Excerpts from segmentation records

══════════

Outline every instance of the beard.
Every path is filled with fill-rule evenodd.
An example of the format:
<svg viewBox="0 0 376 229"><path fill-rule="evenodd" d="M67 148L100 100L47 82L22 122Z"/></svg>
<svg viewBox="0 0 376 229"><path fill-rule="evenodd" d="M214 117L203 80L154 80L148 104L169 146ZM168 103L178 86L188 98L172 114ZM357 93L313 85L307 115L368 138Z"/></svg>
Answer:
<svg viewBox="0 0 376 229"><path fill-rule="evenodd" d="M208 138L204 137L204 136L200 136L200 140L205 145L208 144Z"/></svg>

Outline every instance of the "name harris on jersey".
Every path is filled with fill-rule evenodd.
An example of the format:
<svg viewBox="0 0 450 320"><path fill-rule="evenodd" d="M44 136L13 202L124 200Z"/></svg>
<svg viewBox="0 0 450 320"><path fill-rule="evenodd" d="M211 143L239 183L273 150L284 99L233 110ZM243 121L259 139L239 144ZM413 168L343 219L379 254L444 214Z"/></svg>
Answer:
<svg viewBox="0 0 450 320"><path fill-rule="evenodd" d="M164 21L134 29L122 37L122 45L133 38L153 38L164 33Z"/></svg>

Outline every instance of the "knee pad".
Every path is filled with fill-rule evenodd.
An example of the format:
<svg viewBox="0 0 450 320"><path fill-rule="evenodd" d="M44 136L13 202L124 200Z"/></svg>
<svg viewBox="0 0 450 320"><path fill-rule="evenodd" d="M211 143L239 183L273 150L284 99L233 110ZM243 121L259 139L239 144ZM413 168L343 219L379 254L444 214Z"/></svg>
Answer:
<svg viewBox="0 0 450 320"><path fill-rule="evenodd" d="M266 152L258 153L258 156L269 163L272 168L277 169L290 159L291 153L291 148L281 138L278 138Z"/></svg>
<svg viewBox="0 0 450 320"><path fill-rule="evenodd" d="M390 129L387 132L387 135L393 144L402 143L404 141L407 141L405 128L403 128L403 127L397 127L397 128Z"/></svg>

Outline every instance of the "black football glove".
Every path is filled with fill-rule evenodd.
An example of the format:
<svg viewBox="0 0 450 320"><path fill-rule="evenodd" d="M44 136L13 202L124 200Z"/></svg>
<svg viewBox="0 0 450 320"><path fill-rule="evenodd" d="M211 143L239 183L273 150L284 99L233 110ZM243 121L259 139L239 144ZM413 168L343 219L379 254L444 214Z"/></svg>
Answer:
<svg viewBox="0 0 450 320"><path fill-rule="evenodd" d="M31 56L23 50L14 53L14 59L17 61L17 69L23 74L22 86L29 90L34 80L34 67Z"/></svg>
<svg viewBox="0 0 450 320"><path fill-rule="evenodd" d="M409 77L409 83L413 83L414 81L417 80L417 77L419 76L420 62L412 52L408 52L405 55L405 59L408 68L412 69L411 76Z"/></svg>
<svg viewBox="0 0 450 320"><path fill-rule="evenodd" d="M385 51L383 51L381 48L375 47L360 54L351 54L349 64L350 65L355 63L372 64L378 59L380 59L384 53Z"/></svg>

══════════

• WHAT THE EXERCISE ASKS: Pick out each line of the entries above that contains the word "Outline" and copy those lines in full.

• THE COMPLETED TASK:
Outline every instance of the beard.
Outline every instance of the "name harris on jersey".
Outline every instance of the "knee pad".
Outline every instance of the "black football glove".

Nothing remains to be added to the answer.